**Work to be completed:**
Give the records back in full, exactly as they read.

**Exercise input:**
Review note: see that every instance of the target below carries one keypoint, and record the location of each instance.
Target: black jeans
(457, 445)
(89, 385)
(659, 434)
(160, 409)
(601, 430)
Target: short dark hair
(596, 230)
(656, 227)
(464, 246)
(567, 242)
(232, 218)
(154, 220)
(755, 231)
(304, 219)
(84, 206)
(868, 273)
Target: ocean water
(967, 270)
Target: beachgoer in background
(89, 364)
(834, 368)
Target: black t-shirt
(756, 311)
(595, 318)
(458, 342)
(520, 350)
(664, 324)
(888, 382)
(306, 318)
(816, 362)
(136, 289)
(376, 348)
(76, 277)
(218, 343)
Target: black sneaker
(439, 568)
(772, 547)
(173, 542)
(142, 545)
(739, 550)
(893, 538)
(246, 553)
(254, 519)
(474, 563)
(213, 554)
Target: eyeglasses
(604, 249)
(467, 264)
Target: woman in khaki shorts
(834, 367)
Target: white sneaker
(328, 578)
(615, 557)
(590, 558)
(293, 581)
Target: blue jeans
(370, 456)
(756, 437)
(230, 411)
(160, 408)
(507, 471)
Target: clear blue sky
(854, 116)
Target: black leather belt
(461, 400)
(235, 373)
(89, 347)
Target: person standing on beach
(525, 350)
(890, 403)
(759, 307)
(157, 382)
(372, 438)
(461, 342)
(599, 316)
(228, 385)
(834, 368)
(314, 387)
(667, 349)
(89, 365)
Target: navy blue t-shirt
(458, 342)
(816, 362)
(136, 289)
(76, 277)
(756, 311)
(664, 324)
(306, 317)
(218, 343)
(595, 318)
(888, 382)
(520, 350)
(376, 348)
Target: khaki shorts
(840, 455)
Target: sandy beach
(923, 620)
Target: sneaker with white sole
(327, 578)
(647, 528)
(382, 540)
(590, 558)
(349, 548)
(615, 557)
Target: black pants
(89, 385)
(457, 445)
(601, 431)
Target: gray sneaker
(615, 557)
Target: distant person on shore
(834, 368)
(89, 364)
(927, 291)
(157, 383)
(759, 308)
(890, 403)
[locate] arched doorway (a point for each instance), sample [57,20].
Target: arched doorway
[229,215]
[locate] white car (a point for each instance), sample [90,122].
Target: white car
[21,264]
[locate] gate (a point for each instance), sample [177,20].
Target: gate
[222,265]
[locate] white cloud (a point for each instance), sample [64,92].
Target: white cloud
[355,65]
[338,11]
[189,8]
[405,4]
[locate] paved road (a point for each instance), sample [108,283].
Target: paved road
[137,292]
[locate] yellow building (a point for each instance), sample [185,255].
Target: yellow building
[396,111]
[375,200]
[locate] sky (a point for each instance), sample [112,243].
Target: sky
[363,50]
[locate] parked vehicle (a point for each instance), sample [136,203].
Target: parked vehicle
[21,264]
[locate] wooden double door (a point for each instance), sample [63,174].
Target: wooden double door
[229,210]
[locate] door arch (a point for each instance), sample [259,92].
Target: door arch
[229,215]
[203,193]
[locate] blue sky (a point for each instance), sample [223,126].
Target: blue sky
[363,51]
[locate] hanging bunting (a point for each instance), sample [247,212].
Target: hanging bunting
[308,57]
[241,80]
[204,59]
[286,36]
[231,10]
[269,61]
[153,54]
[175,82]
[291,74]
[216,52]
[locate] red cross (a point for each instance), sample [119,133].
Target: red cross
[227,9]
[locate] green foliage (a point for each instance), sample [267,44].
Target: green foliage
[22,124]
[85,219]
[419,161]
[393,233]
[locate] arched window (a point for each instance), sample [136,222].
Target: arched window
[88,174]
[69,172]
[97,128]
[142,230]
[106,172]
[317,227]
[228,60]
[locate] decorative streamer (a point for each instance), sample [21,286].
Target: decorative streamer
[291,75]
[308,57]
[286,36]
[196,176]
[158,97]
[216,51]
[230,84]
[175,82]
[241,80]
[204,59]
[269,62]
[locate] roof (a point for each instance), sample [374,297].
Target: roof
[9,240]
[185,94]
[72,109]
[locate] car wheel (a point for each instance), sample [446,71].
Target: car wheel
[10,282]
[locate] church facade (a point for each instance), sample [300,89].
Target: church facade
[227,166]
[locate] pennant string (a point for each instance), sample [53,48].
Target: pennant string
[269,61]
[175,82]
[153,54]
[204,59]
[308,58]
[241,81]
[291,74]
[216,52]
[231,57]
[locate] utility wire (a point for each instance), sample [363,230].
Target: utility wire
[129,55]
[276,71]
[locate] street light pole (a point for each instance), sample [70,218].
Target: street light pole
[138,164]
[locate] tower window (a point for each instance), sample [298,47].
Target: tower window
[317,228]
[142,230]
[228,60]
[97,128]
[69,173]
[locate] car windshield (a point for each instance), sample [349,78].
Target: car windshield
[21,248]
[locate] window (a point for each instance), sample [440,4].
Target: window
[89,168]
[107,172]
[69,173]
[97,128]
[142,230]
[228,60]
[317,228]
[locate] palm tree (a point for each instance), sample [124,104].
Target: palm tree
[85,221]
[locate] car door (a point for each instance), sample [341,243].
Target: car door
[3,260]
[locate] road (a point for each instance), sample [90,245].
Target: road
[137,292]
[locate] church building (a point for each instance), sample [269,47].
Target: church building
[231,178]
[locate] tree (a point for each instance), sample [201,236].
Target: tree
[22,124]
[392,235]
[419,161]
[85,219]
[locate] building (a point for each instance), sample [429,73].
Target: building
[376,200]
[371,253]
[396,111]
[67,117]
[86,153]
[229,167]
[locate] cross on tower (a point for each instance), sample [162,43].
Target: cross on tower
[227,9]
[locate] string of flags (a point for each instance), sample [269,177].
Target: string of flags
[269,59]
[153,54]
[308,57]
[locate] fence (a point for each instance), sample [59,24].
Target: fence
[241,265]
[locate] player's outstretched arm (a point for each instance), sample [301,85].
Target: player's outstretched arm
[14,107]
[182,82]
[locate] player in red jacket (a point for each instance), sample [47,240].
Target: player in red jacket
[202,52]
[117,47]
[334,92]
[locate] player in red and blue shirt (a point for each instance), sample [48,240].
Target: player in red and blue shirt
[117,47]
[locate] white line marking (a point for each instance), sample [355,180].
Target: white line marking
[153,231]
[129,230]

**Written solution:**
Review note: see that every instance of the target below carries one keypoint, and record the location of each instance.
Target: black jeans
(457, 445)
(89, 385)
(659, 434)
(160, 409)
(601, 430)
Target: short dark hair
(596, 230)
(656, 227)
(464, 246)
(567, 242)
(232, 218)
(154, 220)
(755, 231)
(304, 219)
(84, 206)
(868, 273)
Target: ocean water
(967, 270)
Target: beachgoer in background
(89, 364)
(834, 368)
Target: black t-shirt
(756, 311)
(595, 318)
(458, 342)
(520, 350)
(664, 324)
(888, 382)
(306, 318)
(816, 362)
(136, 289)
(376, 348)
(76, 277)
(218, 343)
Target: black sneaker
(439, 568)
(772, 547)
(173, 542)
(142, 545)
(739, 550)
(893, 538)
(246, 553)
(254, 519)
(474, 563)
(213, 554)
Target: eyeglasses
(604, 249)
(467, 264)
Target: woman in khaki shorts
(834, 367)
Target: white sneaker
(328, 578)
(615, 557)
(590, 558)
(293, 581)
Target: blue jeans
(370, 456)
(756, 437)
(230, 411)
(160, 408)
(507, 471)
Target: clear blue sky
(854, 116)
Target: black leather belt
(461, 400)
(235, 373)
(89, 347)
Target: person standing on beach
(525, 350)
(890, 403)
(759, 307)
(157, 382)
(372, 438)
(461, 342)
(599, 316)
(228, 385)
(834, 368)
(314, 387)
(667, 349)
(89, 365)
Target: navy blue t-shirt
(458, 342)
(816, 362)
(136, 289)
(76, 277)
(756, 311)
(664, 324)
(306, 317)
(218, 343)
(595, 318)
(888, 382)
(520, 350)
(376, 348)
Target: khaki shorts
(840, 455)
Target: sandy beach
(923, 620)
Target: sneaker with white sole
(327, 578)
(647, 528)
(382, 540)
(590, 558)
(349, 548)
(615, 557)
Target: black pants
(89, 385)
(457, 445)
(601, 431)
Target: gray sneaker
(615, 557)
Target: distant person on shore
(834, 368)
(89, 364)
(927, 291)
(157, 383)
(759, 308)
(890, 403)
[locate] arched doorway (a point for each instance), sample [57,20].
Target: arched doorway
[229,215]
[locate] white car (a point for each instance), sample [90,122].
Target: white car
[21,264]
[locate] gate (a point for each instance), sample [177,20].
Target: gate
[222,265]
[locate] white cloud (a point for each instance), sample [64,92].
Target: white cloud
[355,65]
[338,11]
[189,8]
[405,4]
[locate] paved road (a point for each instance), sample [108,283].
Target: paved road
[137,292]
[locate] yellow building (a point for each instance), sample [185,255].
Target: yellow building
[396,111]
[375,200]
[locate] sky (a point for each instance), sample [112,243].
Target: sky
[363,50]
[locate] parked vehicle (a point for each instance), sample [136,203].
Target: parked vehicle
[21,264]
[locate] wooden double door (a point for each instance), sample [63,174].
Target: wooden double door
[229,210]
[locate] door arch (a point for each instance), sample [259,92].
Target: door arch
[229,215]
[203,193]
[locate] blue sky (a point for each instance), sample [223,126].
Target: blue sky
[363,51]
[locate] hanging bunting (a point for each instance), sample [247,212].
Target: hanging bunting
[308,57]
[241,80]
[204,59]
[286,36]
[231,10]
[269,61]
[153,54]
[175,82]
[291,74]
[216,52]
[locate] red cross (a point for each instance), sample [119,133].
Target: red cross
[227,9]
[locate] green foliage (a point for each instance), sample [267,44].
Target: green foliage
[22,124]
[85,219]
[419,161]
[393,233]
[locate] arched window (a point for each instance), sample [136,222].
Target: arched window
[88,174]
[69,172]
[97,128]
[142,230]
[106,172]
[317,227]
[228,60]
[locate] decorative streamer (a point for each instance), sample [21,286].
Target: decorative streamer
[291,75]
[308,57]
[286,36]
[196,176]
[158,97]
[216,51]
[230,84]
[175,82]
[241,80]
[204,59]
[269,62]
[locate] roof (a point for each instance), sample [374,297].
Target: roof
[9,240]
[185,94]
[72,109]
[locate] car wheel (a point for each instance), sample [446,71].
Target: car wheel
[10,282]
[locate] church facade (a point for each instance), sample [300,89].
Target: church facade
[227,166]
[locate] pennant string (a point for each instance), sample [53,48].
Target: pennant string
[269,61]
[175,82]
[153,54]
[204,59]
[308,58]
[241,81]
[291,74]
[216,52]
[231,57]
[locate] utility wire (a point for each instance), sample [363,230].
Target: utility wire
[129,55]
[276,71]
[locate] street light pole (a point for each instance), sample [70,218].
Target: street light pole
[138,164]
[locate] tower window (a point for each instance), sample [298,47].
Target: tower window
[317,228]
[142,230]
[228,60]
[97,128]
[69,173]
[locate] car windshield (a point for each instance), sample [349,78].
Target: car windshield
[21,248]
[locate] window (a point for each instance), sample [440,4].
Target: window
[89,168]
[107,172]
[69,173]
[97,128]
[142,230]
[228,60]
[317,228]
[locate] palm tree (a point for each instance), sample [124,104].
Target: palm tree
[85,221]
[locate] car door (a point for each instance), sample [341,243].
Target: car door
[3,260]
[locate] road (a point for each instance), sample [90,245].
Target: road
[137,292]
[locate] church building (a point for each instance), sample [269,47].
Target: church building
[231,178]
[locate] tree (a point for each instance), sample [201,236].
Target: tree
[22,124]
[392,235]
[419,161]
[85,219]
[locate] building (a point for each instance), sample [429,73].
Target: building
[376,200]
[371,253]
[396,111]
[67,117]
[86,153]
[229,167]
[locate] cross on tower (a point for each instance), sample [162,43].
Target: cross on tower
[227,9]
[locate] string of flags (a point for each instance), sample [269,177].
Target: string of flags
[269,59]
[153,54]
[308,57]
[locate] fence (a point for each instance), sample [59,24].
Target: fence
[241,265]
[locate] player's outstretched arm (a point for each instance), sample [301,85].
Target: player's outstretched arm
[14,107]
[182,82]
[locate] player in red jacket (a point for each instance), sample [47,240].
Target: player in red jacket
[202,52]
[117,47]
[334,92]
[locate] player in red and blue shirt (a point for each instance), sample [48,240].
Target: player in red and blue shirt
[117,47]
[locate] white line marking (a point for each instance), sample [355,180].
Target: white line marking
[153,231]
[129,230]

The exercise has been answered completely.